-- MATERIAL FOR THIS TASK follows --

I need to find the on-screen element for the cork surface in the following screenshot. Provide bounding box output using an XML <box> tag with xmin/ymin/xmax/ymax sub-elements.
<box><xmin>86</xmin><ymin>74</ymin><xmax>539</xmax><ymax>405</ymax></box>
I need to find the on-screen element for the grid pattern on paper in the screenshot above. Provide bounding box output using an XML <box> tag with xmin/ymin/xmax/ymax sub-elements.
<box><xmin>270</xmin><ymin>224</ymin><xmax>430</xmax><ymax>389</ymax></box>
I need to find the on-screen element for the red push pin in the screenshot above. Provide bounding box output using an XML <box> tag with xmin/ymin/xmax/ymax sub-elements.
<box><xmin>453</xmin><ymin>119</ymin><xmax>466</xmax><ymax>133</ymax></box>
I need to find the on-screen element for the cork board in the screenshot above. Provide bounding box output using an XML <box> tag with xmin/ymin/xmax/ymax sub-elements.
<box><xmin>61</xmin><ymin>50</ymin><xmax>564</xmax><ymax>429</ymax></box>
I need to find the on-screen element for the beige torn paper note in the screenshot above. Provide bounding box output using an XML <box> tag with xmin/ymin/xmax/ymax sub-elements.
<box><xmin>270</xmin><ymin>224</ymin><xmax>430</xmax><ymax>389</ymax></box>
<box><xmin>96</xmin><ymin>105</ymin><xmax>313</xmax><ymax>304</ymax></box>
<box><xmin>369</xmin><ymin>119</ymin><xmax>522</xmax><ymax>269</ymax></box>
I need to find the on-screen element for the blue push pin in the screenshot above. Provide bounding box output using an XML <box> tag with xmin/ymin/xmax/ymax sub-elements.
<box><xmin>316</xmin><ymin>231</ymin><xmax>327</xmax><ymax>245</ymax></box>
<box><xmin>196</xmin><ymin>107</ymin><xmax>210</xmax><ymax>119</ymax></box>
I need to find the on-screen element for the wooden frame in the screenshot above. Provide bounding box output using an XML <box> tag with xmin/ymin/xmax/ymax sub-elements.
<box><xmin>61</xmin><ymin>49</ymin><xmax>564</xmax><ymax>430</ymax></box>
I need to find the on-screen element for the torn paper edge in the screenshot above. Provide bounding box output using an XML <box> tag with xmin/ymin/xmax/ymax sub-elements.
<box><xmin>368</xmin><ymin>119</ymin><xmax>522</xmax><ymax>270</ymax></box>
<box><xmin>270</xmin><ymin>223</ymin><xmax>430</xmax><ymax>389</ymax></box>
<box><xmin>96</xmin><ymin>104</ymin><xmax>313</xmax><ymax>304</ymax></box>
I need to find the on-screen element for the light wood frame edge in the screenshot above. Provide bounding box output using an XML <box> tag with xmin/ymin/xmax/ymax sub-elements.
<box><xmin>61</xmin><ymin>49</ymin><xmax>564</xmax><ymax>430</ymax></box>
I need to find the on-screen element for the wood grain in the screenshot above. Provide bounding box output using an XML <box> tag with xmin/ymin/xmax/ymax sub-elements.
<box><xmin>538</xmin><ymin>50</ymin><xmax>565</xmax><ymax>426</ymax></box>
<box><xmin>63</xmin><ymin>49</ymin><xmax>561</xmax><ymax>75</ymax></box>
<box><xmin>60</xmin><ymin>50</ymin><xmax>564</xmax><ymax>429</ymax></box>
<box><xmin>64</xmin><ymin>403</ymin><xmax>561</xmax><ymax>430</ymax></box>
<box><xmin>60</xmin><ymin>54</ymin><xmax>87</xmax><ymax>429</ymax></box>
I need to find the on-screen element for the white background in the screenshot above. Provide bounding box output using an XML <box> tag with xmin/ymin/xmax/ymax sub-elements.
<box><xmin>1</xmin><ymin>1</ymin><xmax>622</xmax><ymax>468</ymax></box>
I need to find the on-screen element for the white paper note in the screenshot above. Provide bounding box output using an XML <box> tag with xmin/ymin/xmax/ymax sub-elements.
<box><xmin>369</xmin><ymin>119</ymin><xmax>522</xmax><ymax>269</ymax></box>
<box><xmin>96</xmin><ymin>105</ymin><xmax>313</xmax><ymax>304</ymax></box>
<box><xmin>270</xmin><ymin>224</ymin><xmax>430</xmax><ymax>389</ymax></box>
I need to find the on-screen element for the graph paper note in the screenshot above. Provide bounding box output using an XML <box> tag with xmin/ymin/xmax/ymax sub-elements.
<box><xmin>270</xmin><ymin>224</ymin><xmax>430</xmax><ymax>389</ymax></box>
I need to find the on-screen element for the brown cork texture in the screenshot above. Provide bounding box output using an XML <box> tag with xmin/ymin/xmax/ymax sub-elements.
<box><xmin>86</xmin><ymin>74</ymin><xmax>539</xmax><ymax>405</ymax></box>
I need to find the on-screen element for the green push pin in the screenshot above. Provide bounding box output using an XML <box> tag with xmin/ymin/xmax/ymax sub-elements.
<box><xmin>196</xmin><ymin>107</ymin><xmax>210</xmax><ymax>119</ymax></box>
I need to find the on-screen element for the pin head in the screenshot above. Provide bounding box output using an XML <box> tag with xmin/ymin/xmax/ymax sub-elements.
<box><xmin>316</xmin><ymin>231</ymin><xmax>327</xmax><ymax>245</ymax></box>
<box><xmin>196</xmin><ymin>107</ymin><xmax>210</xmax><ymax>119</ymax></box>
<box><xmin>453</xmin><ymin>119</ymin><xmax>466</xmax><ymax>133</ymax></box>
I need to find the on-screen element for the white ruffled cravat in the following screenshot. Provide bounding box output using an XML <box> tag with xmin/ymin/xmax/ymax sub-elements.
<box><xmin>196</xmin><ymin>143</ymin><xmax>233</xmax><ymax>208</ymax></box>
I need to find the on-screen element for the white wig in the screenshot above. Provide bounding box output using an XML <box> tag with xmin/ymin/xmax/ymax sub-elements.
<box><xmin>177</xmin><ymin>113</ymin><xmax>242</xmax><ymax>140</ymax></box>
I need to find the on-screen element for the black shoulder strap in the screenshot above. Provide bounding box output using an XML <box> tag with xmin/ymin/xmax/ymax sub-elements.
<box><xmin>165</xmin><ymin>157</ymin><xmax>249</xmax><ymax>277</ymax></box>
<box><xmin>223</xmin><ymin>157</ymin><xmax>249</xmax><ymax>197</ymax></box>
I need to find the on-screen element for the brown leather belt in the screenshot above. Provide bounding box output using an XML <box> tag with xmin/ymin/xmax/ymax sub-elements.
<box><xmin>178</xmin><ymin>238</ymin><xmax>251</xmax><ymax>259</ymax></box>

-- MATERIAL FOR THIS TASK concluded --

- WORK INSTRUCTIONS
All of the material above should be restated verbatim.

- SOLUTION TO THIS TASK
I need to find the on-screen element for the cork surface in the following screenshot. Provide bounding box output using an XML <box> tag with xmin/ymin/xmax/ymax sub-elements.
<box><xmin>86</xmin><ymin>74</ymin><xmax>539</xmax><ymax>405</ymax></box>
I need to find the on-screen element for the grid pattern on paper in the screenshot above. Provide bounding box output using an XML <box> tag with xmin/ymin/xmax/ymax sub-elements.
<box><xmin>270</xmin><ymin>224</ymin><xmax>430</xmax><ymax>389</ymax></box>
I need to find the on-screen element for the red push pin in the screenshot above. Provide bounding box output using an XML <box> tag with xmin/ymin/xmax/ymax sub-elements.
<box><xmin>453</xmin><ymin>119</ymin><xmax>466</xmax><ymax>133</ymax></box>
I need to find the on-screen element for the cork board in the screenshot above. Provide bounding box output using an XML <box> tag with xmin/ymin/xmax/ymax sub-elements.
<box><xmin>61</xmin><ymin>50</ymin><xmax>564</xmax><ymax>429</ymax></box>
I need to find the on-screen element for the beige torn paper note in the screenshot above. Provide bounding box output using an XML <box> tag with xmin/ymin/xmax/ymax sub-elements.
<box><xmin>270</xmin><ymin>224</ymin><xmax>430</xmax><ymax>389</ymax></box>
<box><xmin>96</xmin><ymin>105</ymin><xmax>313</xmax><ymax>304</ymax></box>
<box><xmin>369</xmin><ymin>119</ymin><xmax>522</xmax><ymax>269</ymax></box>
I need to find the on-screen element for the blue push pin in the screenshot above. Provide bounding box output using an XML <box> tag with xmin/ymin/xmax/ymax sub-elements.
<box><xmin>316</xmin><ymin>231</ymin><xmax>327</xmax><ymax>245</ymax></box>
<box><xmin>196</xmin><ymin>107</ymin><xmax>210</xmax><ymax>119</ymax></box>
I need to find the on-screen element for the wooden frame in the screenshot above. Provide bounding box output using an XML <box> tag with xmin/ymin/xmax/ymax sub-elements.
<box><xmin>61</xmin><ymin>49</ymin><xmax>564</xmax><ymax>430</ymax></box>
I need to find the on-screen element for the torn paper edge in the screenshot above. Provide bounding box output using an XML <box> tag with xmin/ymin/xmax/ymax sub-elements.
<box><xmin>368</xmin><ymin>119</ymin><xmax>522</xmax><ymax>270</ymax></box>
<box><xmin>270</xmin><ymin>223</ymin><xmax>430</xmax><ymax>389</ymax></box>
<box><xmin>96</xmin><ymin>104</ymin><xmax>313</xmax><ymax>304</ymax></box>
I need to find the on-screen element for the light wood frame edge in the screenshot above. Provide bounding box output using an XML <box> tag with xmin/ymin/xmax/ymax sub-elements.
<box><xmin>61</xmin><ymin>49</ymin><xmax>564</xmax><ymax>430</ymax></box>
I need to find the on-screen element for the wood grain in the screenshot above. Provide bounding box output using an XML <box> tag with xmin/ymin/xmax/ymax sub-elements.
<box><xmin>538</xmin><ymin>50</ymin><xmax>565</xmax><ymax>426</ymax></box>
<box><xmin>63</xmin><ymin>49</ymin><xmax>561</xmax><ymax>75</ymax></box>
<box><xmin>60</xmin><ymin>50</ymin><xmax>564</xmax><ymax>429</ymax></box>
<box><xmin>64</xmin><ymin>403</ymin><xmax>561</xmax><ymax>430</ymax></box>
<box><xmin>60</xmin><ymin>54</ymin><xmax>87</xmax><ymax>429</ymax></box>
I need to find the on-screen element for the white background in the screenshot above. Provide bounding box output using an XML <box> tag with xmin/ymin/xmax/ymax sub-elements.
<box><xmin>1</xmin><ymin>1</ymin><xmax>622</xmax><ymax>468</ymax></box>
I need to find the on-screen element for the white paper note in the screenshot above. Provide bounding box output using an XML <box> tag with xmin/ymin/xmax/ymax sub-elements.
<box><xmin>369</xmin><ymin>119</ymin><xmax>522</xmax><ymax>269</ymax></box>
<box><xmin>96</xmin><ymin>105</ymin><xmax>313</xmax><ymax>304</ymax></box>
<box><xmin>270</xmin><ymin>224</ymin><xmax>430</xmax><ymax>389</ymax></box>
I need to find the on-screen element for the graph paper note in the screenshot above. Provide bounding box output using an XML <box> tag with xmin/ymin/xmax/ymax sub-elements.
<box><xmin>270</xmin><ymin>224</ymin><xmax>430</xmax><ymax>389</ymax></box>
I need to find the on-screen element for the brown cork texture in the screenshot above. Provide bounding box output using an XML <box> tag with xmin/ymin/xmax/ymax sub-elements.
<box><xmin>86</xmin><ymin>74</ymin><xmax>539</xmax><ymax>405</ymax></box>
I need to find the on-screen element for the green push pin in the screenshot above. Provide bounding box output using an XML <box> tag with xmin/ymin/xmax/ymax sub-elements.
<box><xmin>196</xmin><ymin>107</ymin><xmax>210</xmax><ymax>119</ymax></box>
I need to find the on-screen element for the pin head in the screenshot above. Provide bounding box output using an XML <box> tag with xmin/ymin/xmax/ymax sub-elements.
<box><xmin>316</xmin><ymin>231</ymin><xmax>327</xmax><ymax>245</ymax></box>
<box><xmin>196</xmin><ymin>107</ymin><xmax>210</xmax><ymax>119</ymax></box>
<box><xmin>453</xmin><ymin>119</ymin><xmax>466</xmax><ymax>133</ymax></box>
I need to find the on-screen element for the white ruffled cravat in the following screenshot. Provide bounding box output using an XML <box> tag with xmin/ymin/xmax/ymax sub-elements.
<box><xmin>196</xmin><ymin>143</ymin><xmax>233</xmax><ymax>208</ymax></box>
I need to find the on-screen element for the white wig in the screenshot above. Provide bounding box output using an XML <box> tag with xmin/ymin/xmax/ymax sub-elements.
<box><xmin>177</xmin><ymin>113</ymin><xmax>242</xmax><ymax>140</ymax></box>
I need to find the on-screen element for the black shoulder strap in the screenshot above. Provide bounding box output using an XML <box> tag with xmin/ymin/xmax/ymax sub-elements.
<box><xmin>165</xmin><ymin>157</ymin><xmax>249</xmax><ymax>277</ymax></box>
<box><xmin>223</xmin><ymin>157</ymin><xmax>249</xmax><ymax>197</ymax></box>
I need to find the on-screen element for the brown leather belt in the screenshot above. Provide bounding box output using an XML <box> tag with xmin/ymin/xmax/ymax sub-elements.
<box><xmin>178</xmin><ymin>238</ymin><xmax>251</xmax><ymax>259</ymax></box>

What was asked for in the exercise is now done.